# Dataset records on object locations
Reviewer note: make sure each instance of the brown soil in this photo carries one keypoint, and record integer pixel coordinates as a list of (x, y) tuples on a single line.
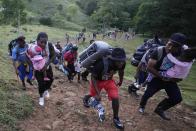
[(64, 111)]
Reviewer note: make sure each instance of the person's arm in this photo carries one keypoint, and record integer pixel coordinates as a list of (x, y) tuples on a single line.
[(14, 58), (52, 54), (121, 75), (94, 82), (151, 68), (138, 70)]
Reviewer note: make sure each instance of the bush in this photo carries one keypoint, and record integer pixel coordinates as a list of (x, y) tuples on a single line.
[(45, 21)]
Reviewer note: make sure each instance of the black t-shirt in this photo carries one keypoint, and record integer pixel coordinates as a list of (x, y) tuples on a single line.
[(154, 55), (98, 69)]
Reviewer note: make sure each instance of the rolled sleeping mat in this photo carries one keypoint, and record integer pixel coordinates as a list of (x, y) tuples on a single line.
[(89, 61), (93, 48)]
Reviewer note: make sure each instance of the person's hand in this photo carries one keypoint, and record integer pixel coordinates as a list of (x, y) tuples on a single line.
[(175, 79), (44, 68), (136, 76), (98, 97), (165, 78), (119, 83), (16, 71)]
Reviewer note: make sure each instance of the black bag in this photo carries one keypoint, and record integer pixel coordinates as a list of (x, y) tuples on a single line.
[(142, 49)]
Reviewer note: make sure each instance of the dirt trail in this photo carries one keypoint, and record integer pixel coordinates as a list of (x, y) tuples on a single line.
[(64, 111)]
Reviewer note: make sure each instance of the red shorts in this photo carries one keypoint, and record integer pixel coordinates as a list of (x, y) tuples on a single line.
[(109, 86)]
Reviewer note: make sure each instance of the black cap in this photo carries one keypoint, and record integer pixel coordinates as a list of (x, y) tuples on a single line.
[(118, 54), (42, 35), (20, 38), (179, 38)]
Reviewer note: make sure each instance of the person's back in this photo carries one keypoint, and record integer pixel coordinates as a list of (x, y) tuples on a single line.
[(183, 64)]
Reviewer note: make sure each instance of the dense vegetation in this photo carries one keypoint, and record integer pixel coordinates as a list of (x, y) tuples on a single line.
[(144, 16)]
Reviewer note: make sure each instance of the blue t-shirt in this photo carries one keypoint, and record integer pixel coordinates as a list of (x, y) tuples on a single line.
[(19, 54)]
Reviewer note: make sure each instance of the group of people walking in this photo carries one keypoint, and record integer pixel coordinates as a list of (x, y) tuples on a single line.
[(164, 72)]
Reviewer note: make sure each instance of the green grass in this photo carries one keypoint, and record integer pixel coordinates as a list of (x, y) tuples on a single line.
[(37, 9), (15, 105), (187, 86)]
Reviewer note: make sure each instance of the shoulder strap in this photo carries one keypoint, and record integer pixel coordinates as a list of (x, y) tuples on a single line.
[(105, 68), (105, 65), (160, 52)]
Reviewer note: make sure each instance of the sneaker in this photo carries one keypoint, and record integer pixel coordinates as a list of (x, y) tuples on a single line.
[(33, 78), (41, 101), (29, 81), (161, 113), (46, 94), (24, 85), (118, 124), (46, 79), (101, 113), (141, 110), (85, 101)]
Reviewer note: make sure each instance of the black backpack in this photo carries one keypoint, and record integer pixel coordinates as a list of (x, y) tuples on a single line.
[(142, 49), (11, 45)]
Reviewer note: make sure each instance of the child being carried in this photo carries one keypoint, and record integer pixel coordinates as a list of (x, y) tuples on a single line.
[(176, 67)]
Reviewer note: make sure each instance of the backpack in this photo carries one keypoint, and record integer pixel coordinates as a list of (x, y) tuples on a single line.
[(67, 48), (21, 56), (142, 49), (96, 51), (11, 45)]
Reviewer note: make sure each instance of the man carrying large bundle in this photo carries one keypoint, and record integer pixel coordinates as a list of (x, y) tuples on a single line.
[(102, 78), (20, 61)]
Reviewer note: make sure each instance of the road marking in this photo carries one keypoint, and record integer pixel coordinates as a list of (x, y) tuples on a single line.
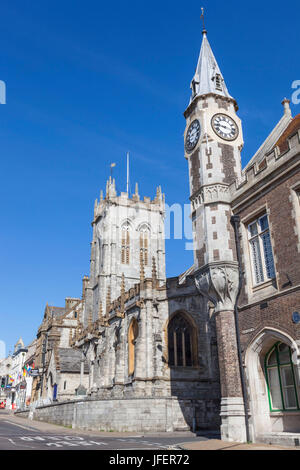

# REQUIRED TASK
Copy word for word the lines of the records starting at the line that contains "Reviewer note: make sure each instance of the black backpack" and ending at the line that contains "[(67, 48), (21, 56), (142, 49), (96, 51), (11, 45)]", with both of those lines included.

# RESPONSE TO THIS TASK
Reviewer note: make sure each instance of the black backpack in this photo carries one keypoint, and record integer pixel coordinates as a list of (x, y) tuples on a single line.
[(142, 49), (11, 45)]
Reviewer note: make sure each instance of the child being carried in this photo carries one keypoint, and record integer pixel coordinates as a list of (x, y) tuples on a single line.
[(176, 67)]
Reviewer note: make sure each instance of the backpack in this photo carries one keypoint, and record integer pixel coordinates as a list of (x, y) tuples on a single line.
[(67, 48), (21, 56), (142, 49), (96, 51), (11, 45)]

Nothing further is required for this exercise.